[Exercise data Boundary: Start]

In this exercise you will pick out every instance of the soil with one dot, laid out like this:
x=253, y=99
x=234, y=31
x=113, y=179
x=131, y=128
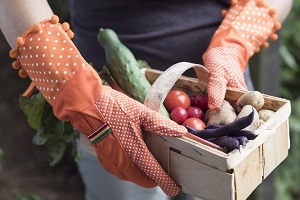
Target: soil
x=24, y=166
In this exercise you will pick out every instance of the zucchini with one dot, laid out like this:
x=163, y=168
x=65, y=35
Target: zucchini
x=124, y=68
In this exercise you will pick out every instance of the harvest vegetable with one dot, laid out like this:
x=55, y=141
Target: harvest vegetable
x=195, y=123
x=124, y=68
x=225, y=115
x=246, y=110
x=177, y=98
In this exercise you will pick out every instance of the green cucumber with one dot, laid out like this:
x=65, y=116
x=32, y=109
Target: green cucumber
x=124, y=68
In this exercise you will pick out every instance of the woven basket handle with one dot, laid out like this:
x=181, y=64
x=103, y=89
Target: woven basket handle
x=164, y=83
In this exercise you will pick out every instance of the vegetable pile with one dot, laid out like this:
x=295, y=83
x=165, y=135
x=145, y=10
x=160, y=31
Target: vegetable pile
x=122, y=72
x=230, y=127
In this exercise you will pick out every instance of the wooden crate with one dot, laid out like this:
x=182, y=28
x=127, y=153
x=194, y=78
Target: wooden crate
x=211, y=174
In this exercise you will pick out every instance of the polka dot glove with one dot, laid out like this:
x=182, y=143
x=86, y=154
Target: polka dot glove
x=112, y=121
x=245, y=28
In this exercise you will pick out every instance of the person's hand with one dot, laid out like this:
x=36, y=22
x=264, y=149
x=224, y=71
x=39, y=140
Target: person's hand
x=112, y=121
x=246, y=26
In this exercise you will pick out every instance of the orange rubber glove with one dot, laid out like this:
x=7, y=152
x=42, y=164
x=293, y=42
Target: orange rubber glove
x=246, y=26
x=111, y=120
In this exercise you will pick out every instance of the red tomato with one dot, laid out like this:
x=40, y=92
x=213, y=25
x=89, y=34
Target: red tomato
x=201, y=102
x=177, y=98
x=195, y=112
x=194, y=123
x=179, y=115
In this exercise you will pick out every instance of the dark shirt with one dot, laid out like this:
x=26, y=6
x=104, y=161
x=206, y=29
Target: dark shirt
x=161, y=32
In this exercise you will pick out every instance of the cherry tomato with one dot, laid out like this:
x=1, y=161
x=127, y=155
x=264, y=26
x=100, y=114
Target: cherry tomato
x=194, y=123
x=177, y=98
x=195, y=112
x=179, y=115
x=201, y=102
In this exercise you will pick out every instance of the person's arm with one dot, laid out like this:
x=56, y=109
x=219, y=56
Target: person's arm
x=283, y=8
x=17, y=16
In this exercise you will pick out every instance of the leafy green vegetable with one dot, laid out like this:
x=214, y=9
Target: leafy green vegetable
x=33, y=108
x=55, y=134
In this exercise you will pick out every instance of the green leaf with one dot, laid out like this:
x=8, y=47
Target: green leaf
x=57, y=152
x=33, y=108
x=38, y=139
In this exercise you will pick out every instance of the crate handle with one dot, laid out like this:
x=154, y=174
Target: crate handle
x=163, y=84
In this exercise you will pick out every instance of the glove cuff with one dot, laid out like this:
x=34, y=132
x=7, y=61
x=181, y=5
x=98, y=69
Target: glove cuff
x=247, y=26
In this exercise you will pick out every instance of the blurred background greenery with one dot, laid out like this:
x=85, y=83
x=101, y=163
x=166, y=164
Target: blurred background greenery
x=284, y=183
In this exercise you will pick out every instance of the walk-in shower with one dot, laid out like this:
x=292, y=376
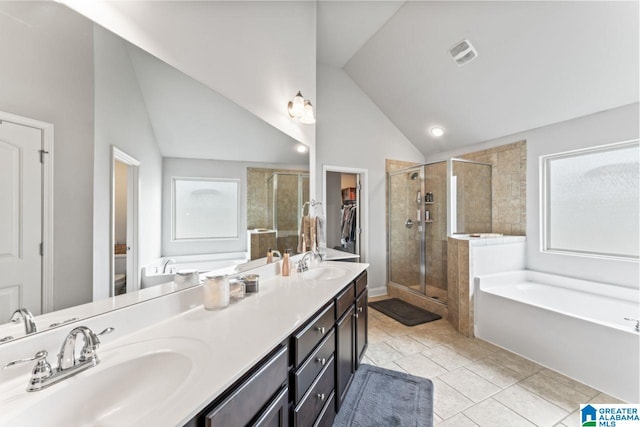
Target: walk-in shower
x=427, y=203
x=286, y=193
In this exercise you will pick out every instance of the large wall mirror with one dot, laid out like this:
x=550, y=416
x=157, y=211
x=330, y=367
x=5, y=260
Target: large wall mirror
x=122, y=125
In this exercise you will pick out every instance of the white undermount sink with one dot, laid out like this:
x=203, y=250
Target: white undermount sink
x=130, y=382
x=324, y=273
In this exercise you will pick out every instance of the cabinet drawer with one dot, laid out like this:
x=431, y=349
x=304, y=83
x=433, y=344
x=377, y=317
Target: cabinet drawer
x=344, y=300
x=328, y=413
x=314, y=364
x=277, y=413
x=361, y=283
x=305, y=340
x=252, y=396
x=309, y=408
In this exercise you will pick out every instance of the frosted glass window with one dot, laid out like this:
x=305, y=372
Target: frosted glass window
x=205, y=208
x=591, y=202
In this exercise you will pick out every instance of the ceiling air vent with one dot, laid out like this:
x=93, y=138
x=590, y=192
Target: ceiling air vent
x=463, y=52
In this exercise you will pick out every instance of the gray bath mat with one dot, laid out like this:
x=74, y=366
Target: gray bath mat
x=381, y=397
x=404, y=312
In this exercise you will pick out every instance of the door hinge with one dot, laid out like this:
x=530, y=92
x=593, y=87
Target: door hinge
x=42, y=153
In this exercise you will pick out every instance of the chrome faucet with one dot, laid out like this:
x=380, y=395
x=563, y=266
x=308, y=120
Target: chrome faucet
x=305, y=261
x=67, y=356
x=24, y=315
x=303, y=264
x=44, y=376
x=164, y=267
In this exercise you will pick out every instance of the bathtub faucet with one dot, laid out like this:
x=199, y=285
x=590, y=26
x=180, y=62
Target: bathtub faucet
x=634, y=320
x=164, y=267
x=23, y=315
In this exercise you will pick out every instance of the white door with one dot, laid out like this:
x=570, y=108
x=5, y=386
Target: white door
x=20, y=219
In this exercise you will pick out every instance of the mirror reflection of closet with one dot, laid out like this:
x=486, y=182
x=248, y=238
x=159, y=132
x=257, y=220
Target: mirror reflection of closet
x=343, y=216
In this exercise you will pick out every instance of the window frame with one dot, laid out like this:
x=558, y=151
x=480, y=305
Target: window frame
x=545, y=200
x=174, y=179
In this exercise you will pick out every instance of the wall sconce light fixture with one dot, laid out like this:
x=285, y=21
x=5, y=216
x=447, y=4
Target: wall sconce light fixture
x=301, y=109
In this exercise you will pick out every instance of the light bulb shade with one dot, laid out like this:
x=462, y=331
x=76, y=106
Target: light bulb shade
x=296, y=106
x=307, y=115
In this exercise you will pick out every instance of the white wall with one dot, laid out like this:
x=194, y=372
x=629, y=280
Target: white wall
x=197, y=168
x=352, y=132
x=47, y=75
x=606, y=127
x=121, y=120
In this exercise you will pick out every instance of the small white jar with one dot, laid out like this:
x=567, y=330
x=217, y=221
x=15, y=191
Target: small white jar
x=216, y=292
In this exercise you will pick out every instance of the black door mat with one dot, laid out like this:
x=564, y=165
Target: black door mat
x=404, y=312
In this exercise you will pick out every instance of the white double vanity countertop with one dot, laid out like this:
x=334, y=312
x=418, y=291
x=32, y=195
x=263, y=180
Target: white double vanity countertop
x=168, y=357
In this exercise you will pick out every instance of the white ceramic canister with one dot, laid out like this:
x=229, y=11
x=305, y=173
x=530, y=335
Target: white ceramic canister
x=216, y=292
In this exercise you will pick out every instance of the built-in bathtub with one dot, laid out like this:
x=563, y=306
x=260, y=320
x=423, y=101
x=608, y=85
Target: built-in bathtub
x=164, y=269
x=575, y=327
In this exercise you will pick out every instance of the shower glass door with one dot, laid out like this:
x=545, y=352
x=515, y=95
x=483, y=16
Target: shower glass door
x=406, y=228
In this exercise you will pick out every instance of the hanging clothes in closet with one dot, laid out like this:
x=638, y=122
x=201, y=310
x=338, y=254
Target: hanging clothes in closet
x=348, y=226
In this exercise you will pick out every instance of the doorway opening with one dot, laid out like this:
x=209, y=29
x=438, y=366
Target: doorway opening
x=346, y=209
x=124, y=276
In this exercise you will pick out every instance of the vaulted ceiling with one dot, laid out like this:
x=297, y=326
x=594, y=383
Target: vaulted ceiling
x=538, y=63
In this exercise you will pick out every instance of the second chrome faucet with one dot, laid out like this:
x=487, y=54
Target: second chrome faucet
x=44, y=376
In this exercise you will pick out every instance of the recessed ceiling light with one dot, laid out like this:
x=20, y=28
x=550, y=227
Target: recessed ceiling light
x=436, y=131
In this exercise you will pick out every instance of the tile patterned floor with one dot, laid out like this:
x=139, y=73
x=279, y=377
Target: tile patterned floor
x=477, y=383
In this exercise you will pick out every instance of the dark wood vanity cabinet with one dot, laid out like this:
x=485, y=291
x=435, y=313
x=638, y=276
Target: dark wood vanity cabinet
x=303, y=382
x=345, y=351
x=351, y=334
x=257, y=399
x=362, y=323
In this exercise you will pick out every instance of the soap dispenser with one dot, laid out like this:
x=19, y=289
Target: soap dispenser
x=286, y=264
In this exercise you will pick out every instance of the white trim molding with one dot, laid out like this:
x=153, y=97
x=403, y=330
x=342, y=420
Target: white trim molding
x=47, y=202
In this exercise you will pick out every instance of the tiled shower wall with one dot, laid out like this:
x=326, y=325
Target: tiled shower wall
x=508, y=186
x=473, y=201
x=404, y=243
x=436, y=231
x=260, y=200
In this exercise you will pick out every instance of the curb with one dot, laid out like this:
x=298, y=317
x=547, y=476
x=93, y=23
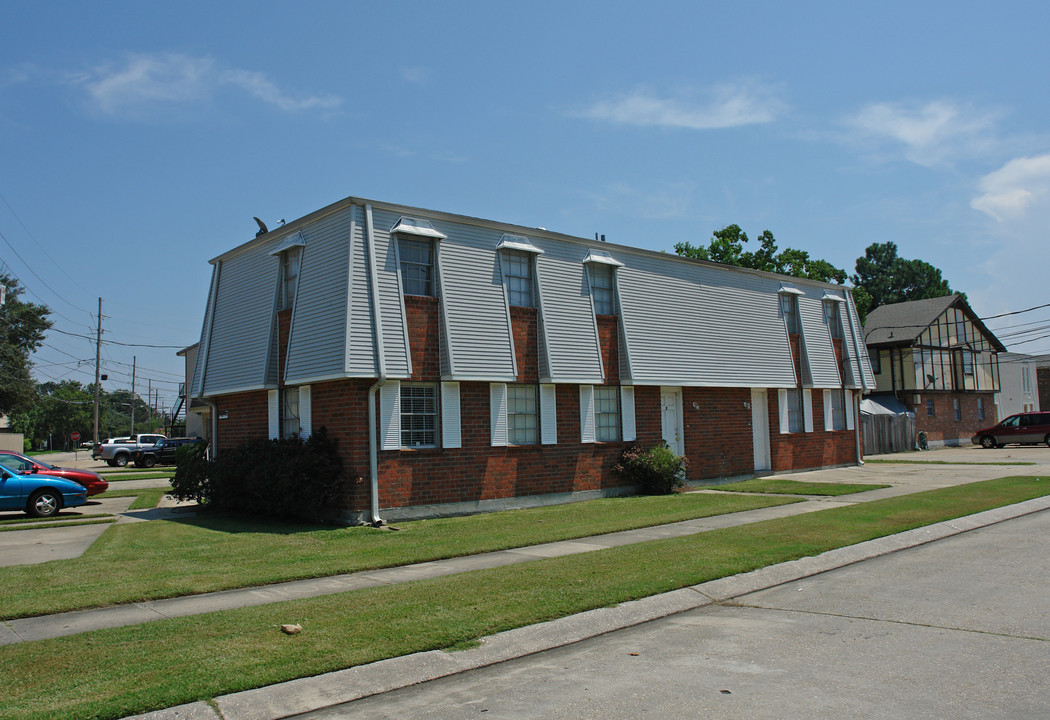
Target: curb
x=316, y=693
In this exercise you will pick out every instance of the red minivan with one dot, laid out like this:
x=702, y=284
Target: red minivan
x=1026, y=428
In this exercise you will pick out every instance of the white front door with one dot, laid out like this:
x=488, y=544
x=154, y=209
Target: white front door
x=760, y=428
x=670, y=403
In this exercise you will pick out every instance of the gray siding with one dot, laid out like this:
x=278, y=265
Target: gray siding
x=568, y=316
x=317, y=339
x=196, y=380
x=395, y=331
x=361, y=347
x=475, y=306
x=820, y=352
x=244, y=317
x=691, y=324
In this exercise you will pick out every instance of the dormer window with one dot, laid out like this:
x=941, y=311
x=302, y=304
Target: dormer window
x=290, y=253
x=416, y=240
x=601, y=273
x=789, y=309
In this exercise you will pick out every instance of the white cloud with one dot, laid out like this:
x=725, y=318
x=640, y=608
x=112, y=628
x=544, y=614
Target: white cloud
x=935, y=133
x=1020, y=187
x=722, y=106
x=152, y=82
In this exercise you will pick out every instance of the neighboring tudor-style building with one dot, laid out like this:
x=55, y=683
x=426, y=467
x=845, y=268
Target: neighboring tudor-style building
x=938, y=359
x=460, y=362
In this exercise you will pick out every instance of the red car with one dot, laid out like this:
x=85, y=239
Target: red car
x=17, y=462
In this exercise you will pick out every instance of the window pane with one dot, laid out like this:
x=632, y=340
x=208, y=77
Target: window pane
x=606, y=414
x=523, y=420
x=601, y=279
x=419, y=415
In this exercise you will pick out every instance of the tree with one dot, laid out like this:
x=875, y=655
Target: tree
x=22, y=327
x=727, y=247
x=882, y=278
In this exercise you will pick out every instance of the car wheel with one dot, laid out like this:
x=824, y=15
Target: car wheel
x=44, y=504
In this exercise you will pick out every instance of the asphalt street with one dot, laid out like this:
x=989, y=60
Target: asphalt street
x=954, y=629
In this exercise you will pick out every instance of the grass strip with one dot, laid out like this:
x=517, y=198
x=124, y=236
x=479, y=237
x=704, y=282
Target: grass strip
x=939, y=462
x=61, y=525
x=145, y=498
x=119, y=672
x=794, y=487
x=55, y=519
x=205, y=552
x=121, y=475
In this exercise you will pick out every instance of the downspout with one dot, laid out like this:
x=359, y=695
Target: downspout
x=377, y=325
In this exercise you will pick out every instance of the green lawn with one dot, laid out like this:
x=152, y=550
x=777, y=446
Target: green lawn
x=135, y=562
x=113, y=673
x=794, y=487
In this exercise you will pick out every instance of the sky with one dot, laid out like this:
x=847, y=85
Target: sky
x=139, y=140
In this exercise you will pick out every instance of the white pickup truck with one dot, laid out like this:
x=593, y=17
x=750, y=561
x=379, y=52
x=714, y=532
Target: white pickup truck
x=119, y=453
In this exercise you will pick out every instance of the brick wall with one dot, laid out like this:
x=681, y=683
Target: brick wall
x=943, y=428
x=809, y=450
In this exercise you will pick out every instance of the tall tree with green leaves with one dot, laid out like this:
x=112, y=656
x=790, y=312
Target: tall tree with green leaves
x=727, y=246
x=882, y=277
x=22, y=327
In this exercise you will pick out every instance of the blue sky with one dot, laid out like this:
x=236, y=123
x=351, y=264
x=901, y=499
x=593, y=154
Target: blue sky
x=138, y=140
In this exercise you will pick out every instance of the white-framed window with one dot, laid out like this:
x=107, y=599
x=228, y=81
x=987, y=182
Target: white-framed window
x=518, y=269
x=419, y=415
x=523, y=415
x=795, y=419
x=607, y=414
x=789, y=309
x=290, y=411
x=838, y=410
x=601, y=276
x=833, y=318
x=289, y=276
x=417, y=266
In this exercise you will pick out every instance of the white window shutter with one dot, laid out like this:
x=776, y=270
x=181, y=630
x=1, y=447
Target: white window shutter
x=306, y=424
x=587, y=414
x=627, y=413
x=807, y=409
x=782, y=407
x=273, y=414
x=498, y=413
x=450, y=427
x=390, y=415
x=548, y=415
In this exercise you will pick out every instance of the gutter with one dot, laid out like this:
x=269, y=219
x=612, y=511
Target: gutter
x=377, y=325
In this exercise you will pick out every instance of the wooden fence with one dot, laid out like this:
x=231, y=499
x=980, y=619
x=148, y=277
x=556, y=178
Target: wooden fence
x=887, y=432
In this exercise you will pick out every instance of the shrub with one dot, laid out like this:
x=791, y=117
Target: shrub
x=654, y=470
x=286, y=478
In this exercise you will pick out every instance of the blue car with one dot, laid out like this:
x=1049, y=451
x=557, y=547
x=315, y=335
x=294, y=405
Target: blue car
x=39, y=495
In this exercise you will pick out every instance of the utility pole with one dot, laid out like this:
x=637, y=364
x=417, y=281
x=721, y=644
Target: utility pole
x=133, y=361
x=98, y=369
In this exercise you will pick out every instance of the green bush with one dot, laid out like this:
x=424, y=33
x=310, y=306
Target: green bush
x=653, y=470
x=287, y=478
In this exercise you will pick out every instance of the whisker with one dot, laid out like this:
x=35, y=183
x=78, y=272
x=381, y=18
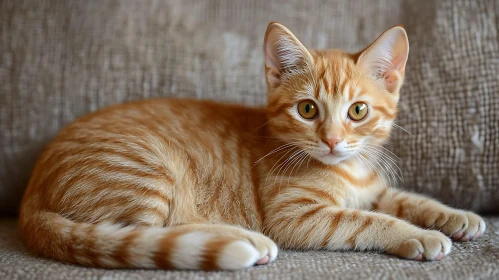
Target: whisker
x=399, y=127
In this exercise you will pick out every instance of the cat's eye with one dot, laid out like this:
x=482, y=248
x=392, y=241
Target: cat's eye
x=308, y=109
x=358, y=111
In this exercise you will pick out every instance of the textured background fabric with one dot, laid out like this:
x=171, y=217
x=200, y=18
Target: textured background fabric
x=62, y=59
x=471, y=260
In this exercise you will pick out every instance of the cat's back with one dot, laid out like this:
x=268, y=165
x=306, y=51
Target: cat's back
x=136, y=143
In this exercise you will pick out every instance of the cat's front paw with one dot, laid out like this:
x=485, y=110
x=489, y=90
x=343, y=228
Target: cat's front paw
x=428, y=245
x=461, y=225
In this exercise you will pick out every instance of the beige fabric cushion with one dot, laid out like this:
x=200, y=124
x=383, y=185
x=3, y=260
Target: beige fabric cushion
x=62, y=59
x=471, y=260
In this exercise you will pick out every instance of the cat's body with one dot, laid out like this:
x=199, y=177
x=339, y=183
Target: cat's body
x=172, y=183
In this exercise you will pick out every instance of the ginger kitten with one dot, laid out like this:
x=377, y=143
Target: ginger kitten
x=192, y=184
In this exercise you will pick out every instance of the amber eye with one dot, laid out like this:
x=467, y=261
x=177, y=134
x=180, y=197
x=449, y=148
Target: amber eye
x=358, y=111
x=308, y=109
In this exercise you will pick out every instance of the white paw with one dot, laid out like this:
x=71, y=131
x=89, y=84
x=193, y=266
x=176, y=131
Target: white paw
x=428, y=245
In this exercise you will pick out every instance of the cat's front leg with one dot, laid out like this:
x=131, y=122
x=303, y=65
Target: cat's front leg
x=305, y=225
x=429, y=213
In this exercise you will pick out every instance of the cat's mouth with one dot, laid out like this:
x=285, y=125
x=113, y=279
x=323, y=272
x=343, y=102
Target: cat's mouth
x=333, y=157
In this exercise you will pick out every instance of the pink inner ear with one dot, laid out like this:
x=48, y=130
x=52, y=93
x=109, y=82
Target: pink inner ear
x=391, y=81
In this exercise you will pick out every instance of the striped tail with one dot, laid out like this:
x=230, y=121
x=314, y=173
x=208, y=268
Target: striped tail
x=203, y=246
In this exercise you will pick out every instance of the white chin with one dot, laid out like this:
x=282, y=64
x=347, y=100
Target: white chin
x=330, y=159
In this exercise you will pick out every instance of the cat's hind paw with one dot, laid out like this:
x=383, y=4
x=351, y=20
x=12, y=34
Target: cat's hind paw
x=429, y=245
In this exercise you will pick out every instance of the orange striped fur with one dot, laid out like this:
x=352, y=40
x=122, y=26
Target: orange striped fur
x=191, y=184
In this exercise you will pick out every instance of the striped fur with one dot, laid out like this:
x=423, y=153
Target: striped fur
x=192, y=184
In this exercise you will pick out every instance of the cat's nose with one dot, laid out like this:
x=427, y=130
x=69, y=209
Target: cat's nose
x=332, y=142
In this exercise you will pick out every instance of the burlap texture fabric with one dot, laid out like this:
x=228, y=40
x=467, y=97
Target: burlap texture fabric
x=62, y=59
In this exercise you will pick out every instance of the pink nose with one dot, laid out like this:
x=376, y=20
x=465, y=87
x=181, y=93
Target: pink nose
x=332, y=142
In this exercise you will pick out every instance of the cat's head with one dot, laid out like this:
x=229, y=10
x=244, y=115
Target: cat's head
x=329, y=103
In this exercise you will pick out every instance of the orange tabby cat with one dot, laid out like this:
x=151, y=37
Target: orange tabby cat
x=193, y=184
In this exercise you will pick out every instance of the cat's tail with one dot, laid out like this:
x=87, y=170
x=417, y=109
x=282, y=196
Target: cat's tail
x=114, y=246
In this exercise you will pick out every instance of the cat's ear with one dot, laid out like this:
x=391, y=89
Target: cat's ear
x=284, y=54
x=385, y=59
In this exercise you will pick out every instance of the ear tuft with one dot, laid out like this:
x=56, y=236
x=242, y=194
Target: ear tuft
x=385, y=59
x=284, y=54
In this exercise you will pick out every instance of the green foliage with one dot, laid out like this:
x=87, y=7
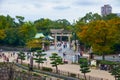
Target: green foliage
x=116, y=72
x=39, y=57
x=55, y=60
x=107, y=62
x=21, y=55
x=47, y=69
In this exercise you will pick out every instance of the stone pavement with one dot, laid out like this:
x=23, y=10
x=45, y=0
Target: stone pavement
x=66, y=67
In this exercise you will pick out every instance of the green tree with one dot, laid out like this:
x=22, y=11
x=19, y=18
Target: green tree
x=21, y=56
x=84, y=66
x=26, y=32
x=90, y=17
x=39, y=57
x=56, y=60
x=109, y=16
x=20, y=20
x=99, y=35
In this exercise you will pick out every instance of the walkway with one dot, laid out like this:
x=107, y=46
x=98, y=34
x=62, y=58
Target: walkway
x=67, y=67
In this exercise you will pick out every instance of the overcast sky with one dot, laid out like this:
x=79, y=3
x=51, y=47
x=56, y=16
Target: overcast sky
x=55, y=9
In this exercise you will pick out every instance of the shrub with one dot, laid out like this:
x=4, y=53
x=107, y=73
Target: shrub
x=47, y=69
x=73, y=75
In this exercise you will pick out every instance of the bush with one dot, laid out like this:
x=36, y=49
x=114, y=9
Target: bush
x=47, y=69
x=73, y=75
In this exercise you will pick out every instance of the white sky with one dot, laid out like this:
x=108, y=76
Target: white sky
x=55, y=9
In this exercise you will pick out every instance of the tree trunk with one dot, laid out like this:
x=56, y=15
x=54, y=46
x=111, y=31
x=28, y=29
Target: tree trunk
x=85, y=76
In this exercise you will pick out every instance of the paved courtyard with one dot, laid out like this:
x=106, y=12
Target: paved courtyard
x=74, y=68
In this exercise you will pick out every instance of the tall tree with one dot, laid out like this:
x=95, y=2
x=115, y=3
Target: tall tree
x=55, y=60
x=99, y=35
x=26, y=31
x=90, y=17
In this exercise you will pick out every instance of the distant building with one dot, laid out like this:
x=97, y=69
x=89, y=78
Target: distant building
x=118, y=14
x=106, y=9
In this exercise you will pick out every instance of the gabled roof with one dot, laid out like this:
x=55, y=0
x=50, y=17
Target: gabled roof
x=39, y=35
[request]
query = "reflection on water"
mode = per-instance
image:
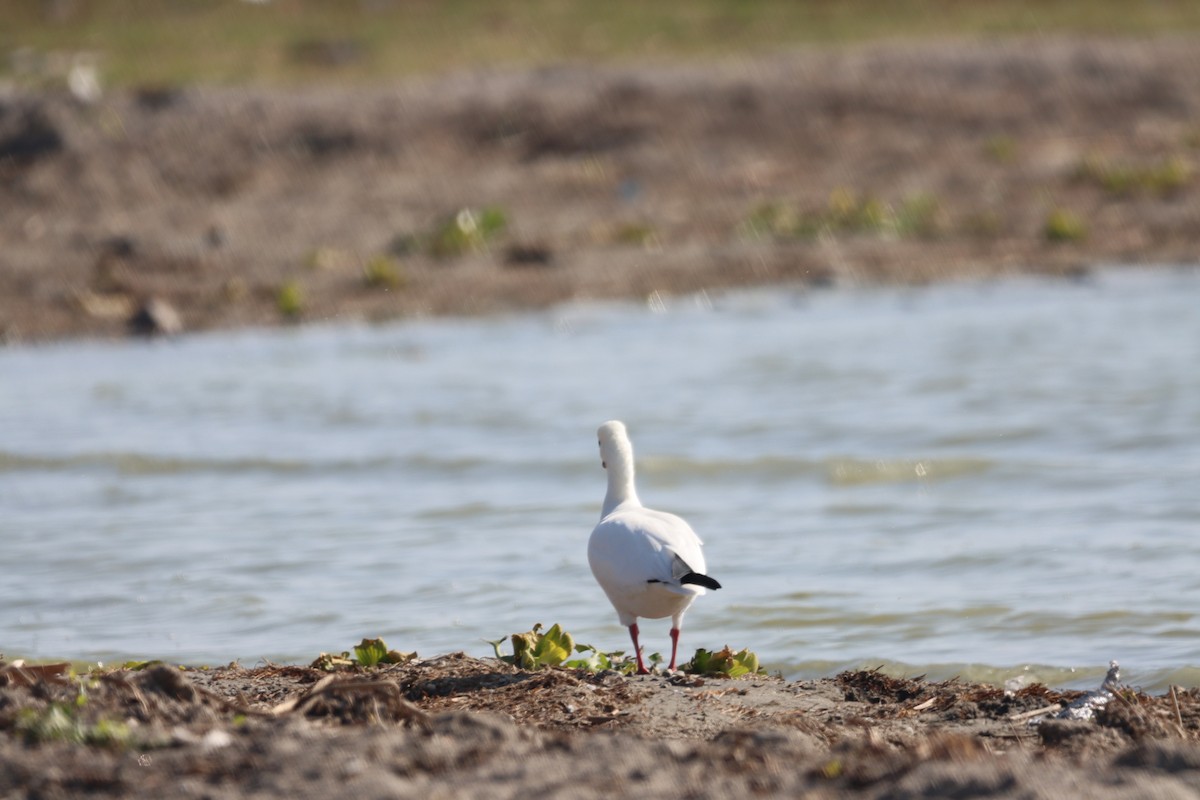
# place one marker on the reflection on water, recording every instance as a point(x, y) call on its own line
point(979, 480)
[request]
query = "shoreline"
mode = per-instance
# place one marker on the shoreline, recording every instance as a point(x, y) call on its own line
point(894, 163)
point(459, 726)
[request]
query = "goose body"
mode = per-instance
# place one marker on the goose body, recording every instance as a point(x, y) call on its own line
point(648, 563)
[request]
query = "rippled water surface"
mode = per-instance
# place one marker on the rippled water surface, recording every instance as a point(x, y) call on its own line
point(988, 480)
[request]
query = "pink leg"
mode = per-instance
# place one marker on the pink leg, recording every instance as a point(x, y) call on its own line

[Exercise data Boundary: End]

### To do
Send back exactly the lines of the listing above starting at the one with "the gray siding" and ending at the one with "the white cloud", inclusive, and no others.

### Your response
In this exercise you will pick out every instance of the gray siding with one dot, laid out like this:
x=278, y=265
Target: gray siding
x=568, y=316
x=317, y=339
x=196, y=380
x=395, y=331
x=361, y=347
x=475, y=306
x=820, y=352
x=244, y=317
x=691, y=324
In this exercise you will pick out every instance of the dormer window with one dot, laid out like this:
x=941, y=311
x=302, y=304
Target: dormer window
x=290, y=253
x=416, y=240
x=601, y=273
x=789, y=309
In this exercise you will pick out every instance of the white cloud with one dot, laid out like this:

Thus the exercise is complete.